((

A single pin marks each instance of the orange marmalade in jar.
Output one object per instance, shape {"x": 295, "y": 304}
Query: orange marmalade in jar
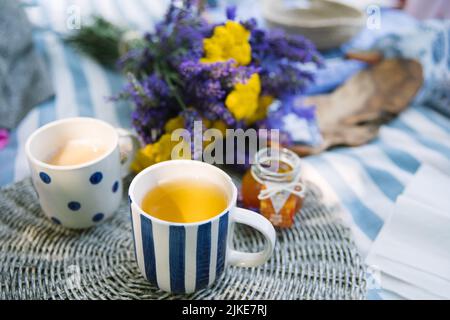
{"x": 273, "y": 185}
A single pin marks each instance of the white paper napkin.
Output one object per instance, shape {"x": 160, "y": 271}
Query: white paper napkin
{"x": 413, "y": 249}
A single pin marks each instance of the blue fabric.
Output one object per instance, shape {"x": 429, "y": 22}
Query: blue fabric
{"x": 364, "y": 180}
{"x": 429, "y": 43}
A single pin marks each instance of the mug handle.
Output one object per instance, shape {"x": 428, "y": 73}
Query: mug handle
{"x": 257, "y": 221}
{"x": 128, "y": 145}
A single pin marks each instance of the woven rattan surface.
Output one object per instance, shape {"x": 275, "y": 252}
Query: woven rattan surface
{"x": 315, "y": 259}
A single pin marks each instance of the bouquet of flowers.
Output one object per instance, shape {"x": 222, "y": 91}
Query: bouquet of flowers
{"x": 225, "y": 75}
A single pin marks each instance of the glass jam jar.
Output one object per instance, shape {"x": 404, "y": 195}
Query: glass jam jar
{"x": 273, "y": 185}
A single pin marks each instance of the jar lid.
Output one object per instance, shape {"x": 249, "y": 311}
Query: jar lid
{"x": 268, "y": 161}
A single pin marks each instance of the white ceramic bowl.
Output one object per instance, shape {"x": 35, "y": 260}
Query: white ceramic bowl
{"x": 327, "y": 23}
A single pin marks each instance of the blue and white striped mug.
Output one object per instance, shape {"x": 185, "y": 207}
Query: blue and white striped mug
{"x": 186, "y": 257}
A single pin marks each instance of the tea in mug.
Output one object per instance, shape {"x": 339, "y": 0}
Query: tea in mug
{"x": 77, "y": 151}
{"x": 185, "y": 200}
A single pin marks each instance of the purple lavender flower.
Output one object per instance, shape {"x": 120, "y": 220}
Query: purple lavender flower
{"x": 167, "y": 78}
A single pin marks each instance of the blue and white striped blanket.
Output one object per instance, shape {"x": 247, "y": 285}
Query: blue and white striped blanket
{"x": 365, "y": 180}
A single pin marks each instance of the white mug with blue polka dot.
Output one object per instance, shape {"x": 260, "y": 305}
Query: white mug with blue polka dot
{"x": 79, "y": 196}
{"x": 186, "y": 257}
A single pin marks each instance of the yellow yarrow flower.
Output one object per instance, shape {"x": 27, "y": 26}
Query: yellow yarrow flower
{"x": 230, "y": 41}
{"x": 160, "y": 150}
{"x": 243, "y": 100}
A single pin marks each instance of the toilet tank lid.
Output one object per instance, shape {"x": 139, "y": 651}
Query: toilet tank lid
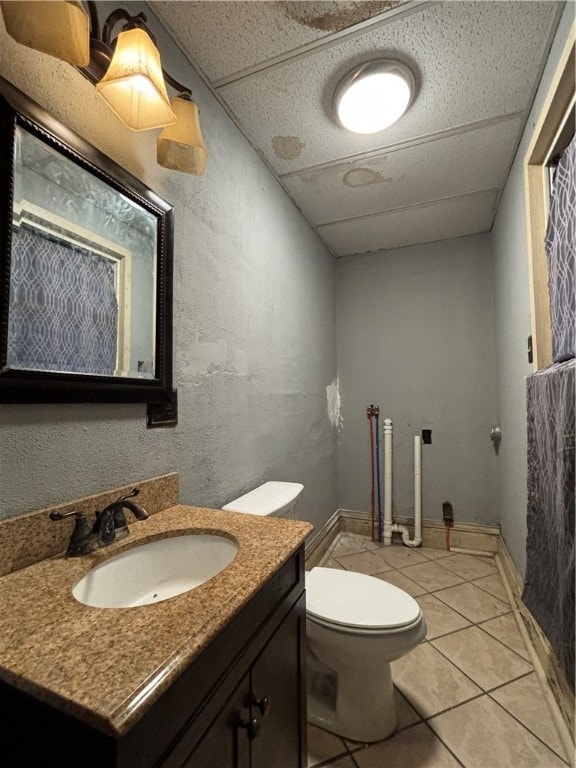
{"x": 357, "y": 600}
{"x": 271, "y": 498}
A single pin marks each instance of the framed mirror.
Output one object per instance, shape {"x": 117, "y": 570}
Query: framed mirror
{"x": 85, "y": 269}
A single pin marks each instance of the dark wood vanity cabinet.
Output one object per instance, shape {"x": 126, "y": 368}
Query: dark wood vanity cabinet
{"x": 259, "y": 726}
{"x": 240, "y": 704}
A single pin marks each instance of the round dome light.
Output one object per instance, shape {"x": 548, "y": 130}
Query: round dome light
{"x": 373, "y": 96}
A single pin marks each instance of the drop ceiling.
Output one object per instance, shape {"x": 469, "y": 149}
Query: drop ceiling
{"x": 440, "y": 170}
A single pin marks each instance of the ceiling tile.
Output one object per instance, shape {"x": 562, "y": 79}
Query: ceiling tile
{"x": 473, "y": 60}
{"x": 440, "y": 220}
{"x": 466, "y": 162}
{"x": 249, "y": 33}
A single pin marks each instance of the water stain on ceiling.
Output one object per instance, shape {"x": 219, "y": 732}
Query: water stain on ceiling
{"x": 287, "y": 147}
{"x": 333, "y": 15}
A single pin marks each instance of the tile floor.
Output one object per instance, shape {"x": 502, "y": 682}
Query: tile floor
{"x": 467, "y": 696}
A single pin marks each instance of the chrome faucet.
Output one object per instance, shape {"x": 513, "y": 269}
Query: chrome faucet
{"x": 109, "y": 526}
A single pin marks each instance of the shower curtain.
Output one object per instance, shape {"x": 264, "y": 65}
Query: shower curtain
{"x": 561, "y": 252}
{"x": 549, "y": 585}
{"x": 551, "y": 395}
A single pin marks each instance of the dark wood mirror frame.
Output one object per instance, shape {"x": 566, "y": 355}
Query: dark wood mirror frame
{"x": 34, "y": 386}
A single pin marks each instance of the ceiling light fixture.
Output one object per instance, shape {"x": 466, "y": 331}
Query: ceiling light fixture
{"x": 126, "y": 70}
{"x": 374, "y": 96}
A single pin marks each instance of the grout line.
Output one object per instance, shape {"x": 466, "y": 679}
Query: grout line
{"x": 553, "y": 708}
{"x": 502, "y": 641}
{"x": 525, "y": 725}
{"x": 351, "y": 751}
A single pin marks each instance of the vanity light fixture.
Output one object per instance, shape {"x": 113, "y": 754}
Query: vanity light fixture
{"x": 374, "y": 96}
{"x": 126, "y": 70}
{"x": 59, "y": 29}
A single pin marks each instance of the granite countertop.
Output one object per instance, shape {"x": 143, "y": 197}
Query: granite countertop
{"x": 106, "y": 666}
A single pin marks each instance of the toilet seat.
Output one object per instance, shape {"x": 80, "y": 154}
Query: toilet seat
{"x": 354, "y": 602}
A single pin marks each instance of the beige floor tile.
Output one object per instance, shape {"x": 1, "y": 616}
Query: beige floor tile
{"x": 348, "y": 545}
{"x": 415, "y": 747}
{"x": 432, "y": 576}
{"x": 483, "y": 735}
{"x": 402, "y": 582}
{"x": 524, "y": 699}
{"x": 505, "y": 629}
{"x": 406, "y": 715}
{"x": 323, "y": 745}
{"x": 493, "y": 585}
{"x": 472, "y": 602}
{"x": 365, "y": 562}
{"x": 430, "y": 682}
{"x": 470, "y": 567}
{"x": 399, "y": 557}
{"x": 432, "y": 553}
{"x": 439, "y": 617}
{"x": 481, "y": 657}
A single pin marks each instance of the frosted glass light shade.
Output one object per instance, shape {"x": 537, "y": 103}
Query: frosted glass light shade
{"x": 60, "y": 29}
{"x": 181, "y": 146}
{"x": 133, "y": 86}
{"x": 374, "y": 96}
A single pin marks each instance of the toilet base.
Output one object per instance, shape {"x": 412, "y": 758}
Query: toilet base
{"x": 357, "y": 705}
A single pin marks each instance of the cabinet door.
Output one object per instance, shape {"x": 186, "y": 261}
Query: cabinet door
{"x": 279, "y": 696}
{"x": 226, "y": 744}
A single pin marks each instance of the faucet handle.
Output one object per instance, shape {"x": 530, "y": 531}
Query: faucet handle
{"x": 81, "y": 540}
{"x": 61, "y": 515}
{"x": 133, "y": 492}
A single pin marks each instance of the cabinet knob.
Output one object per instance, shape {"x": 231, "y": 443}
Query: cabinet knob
{"x": 252, "y": 726}
{"x": 263, "y": 704}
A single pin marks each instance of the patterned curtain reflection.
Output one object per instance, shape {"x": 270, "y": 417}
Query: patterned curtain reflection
{"x": 63, "y": 308}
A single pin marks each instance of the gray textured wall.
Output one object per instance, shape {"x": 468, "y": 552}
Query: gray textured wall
{"x": 254, "y": 315}
{"x": 514, "y": 325}
{"x": 416, "y": 336}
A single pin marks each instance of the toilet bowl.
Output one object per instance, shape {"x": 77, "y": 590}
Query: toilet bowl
{"x": 355, "y": 626}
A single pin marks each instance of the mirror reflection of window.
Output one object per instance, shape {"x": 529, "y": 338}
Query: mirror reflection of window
{"x": 63, "y": 307}
{"x": 83, "y": 276}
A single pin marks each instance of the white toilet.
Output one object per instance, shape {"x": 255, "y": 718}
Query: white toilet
{"x": 355, "y": 626}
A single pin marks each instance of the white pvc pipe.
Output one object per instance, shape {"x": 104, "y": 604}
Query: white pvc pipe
{"x": 388, "y": 430}
{"x": 389, "y": 526}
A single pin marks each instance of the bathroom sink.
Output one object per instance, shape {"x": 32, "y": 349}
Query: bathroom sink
{"x": 155, "y": 571}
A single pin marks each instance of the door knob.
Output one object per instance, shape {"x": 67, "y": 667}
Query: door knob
{"x": 251, "y": 726}
{"x": 263, "y": 704}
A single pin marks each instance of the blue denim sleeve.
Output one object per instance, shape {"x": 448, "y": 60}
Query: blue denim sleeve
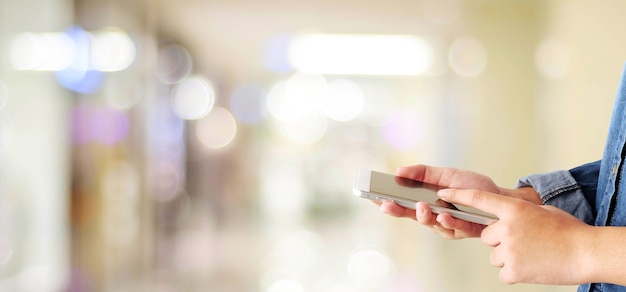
{"x": 572, "y": 191}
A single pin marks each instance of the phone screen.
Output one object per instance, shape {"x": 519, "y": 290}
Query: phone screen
{"x": 414, "y": 191}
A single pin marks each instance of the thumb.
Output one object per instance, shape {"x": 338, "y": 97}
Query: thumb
{"x": 485, "y": 201}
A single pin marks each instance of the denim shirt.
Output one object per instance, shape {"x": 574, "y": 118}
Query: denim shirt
{"x": 594, "y": 192}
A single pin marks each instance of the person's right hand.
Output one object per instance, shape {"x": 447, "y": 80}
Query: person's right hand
{"x": 444, "y": 224}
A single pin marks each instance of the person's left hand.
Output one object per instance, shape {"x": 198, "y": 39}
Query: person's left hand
{"x": 531, "y": 243}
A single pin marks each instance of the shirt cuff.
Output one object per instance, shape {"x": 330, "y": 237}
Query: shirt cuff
{"x": 549, "y": 185}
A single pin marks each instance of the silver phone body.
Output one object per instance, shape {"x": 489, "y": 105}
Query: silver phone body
{"x": 406, "y": 192}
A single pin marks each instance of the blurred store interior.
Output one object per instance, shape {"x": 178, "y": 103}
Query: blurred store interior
{"x": 210, "y": 145}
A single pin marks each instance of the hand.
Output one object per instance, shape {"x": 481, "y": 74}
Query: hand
{"x": 532, "y": 243}
{"x": 444, "y": 224}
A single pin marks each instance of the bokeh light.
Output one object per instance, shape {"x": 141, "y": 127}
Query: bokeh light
{"x": 467, "y": 57}
{"x": 360, "y": 54}
{"x": 174, "y": 65}
{"x": 112, "y": 50}
{"x": 369, "y": 268}
{"x": 552, "y": 58}
{"x": 247, "y": 102}
{"x": 345, "y": 100}
{"x": 217, "y": 129}
{"x": 192, "y": 98}
{"x": 42, "y": 51}
{"x": 80, "y": 76}
{"x": 403, "y": 129}
{"x": 299, "y": 96}
{"x": 275, "y": 54}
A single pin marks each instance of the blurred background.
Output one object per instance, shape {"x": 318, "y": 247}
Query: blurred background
{"x": 210, "y": 145}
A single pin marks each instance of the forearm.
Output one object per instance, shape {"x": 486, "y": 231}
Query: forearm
{"x": 604, "y": 256}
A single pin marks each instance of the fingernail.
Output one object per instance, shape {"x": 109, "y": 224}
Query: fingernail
{"x": 445, "y": 193}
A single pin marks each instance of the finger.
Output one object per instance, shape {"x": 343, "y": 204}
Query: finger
{"x": 485, "y": 201}
{"x": 450, "y": 222}
{"x": 420, "y": 172}
{"x": 443, "y": 176}
{"x": 495, "y": 259}
{"x": 393, "y": 209}
{"x": 489, "y": 236}
{"x": 424, "y": 215}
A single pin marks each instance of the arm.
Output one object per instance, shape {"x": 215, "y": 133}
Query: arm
{"x": 543, "y": 244}
{"x": 573, "y": 191}
{"x": 444, "y": 224}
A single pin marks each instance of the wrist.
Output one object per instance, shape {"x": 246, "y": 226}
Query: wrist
{"x": 525, "y": 193}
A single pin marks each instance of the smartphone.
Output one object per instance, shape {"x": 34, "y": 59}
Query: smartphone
{"x": 406, "y": 192}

))

任务目标:
把记录中从含有“A single pin marks each instance of the fingernail.”的那一行起、一直到记录末尾的各行，一字不改地重写一遍，首尾两行都算在内。

本题解答:
A single pin marks each instance of the fingernail.
Output one object per instance, shape {"x": 109, "y": 224}
Query: fingernail
{"x": 445, "y": 193}
A single pin marks each instance of the finger.
Output one object per instance, shape {"x": 343, "y": 204}
Query: finger
{"x": 485, "y": 201}
{"x": 450, "y": 222}
{"x": 420, "y": 172}
{"x": 443, "y": 176}
{"x": 495, "y": 259}
{"x": 393, "y": 209}
{"x": 489, "y": 236}
{"x": 424, "y": 215}
A single pin marks each instance of the arm.
Output one object per instance, shape {"x": 215, "y": 133}
Query: arm
{"x": 543, "y": 244}
{"x": 573, "y": 191}
{"x": 444, "y": 224}
A single pin marks each instance of the wrist.
Output one object per instance, shape {"x": 246, "y": 226}
Query: wrist
{"x": 525, "y": 193}
A single pin marks each instance of the smartphone.
Output one object per instance, shape {"x": 34, "y": 59}
Query: smartphone
{"x": 406, "y": 192}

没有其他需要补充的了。